▶ **Natural language region descriptions**
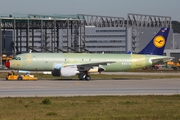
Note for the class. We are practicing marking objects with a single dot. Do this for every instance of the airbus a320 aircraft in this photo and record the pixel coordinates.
(70, 64)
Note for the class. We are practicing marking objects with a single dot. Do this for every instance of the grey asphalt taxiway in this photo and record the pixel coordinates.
(88, 88)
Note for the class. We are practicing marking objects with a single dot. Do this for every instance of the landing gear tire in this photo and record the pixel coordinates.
(19, 78)
(82, 76)
(87, 78)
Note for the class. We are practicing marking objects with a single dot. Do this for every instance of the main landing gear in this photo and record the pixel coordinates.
(84, 76)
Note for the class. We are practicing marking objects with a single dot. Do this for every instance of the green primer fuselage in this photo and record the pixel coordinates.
(48, 61)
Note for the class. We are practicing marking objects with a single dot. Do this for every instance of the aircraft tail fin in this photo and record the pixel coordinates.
(157, 44)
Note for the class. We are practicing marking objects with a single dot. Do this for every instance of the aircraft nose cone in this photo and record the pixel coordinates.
(7, 64)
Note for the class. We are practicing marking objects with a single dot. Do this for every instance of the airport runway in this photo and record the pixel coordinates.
(87, 88)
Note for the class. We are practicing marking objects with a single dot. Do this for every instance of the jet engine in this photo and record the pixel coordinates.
(65, 72)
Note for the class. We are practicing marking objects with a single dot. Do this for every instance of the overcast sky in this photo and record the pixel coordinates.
(117, 8)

▶ **WORK REQUEST**
Would you output the lines from the one that contains "the aircraft tail" to the end of the data, both ends included, exactly as they appear?

▶ **ANSWER TO THIS PROBLEM**
Note for the class. We are practicing marking objects with a single dot. Do this for every instance of the aircraft tail fin in this photo and record the pixel coordinates.
(157, 44)
Note for the class. We are practicing marking objects with a single dot. Do this for every instance of the aircraft nose cone in this photo and record the pixel coordinates.
(7, 64)
Note for the class. We are practicing marking objects with a single dot. Do this for every instance of the airport runway in this photo and record the pixel coordinates.
(87, 88)
Note for the class. We are practicing marking objects with a single dot. Do this for every instance of the jet engine in this photo and record the pixel coordinates.
(65, 72)
Note for the class. We are practicing marking objects with a single dot. Do this for every instance of the overcast sky in this photo and record the pixel coordinates.
(117, 8)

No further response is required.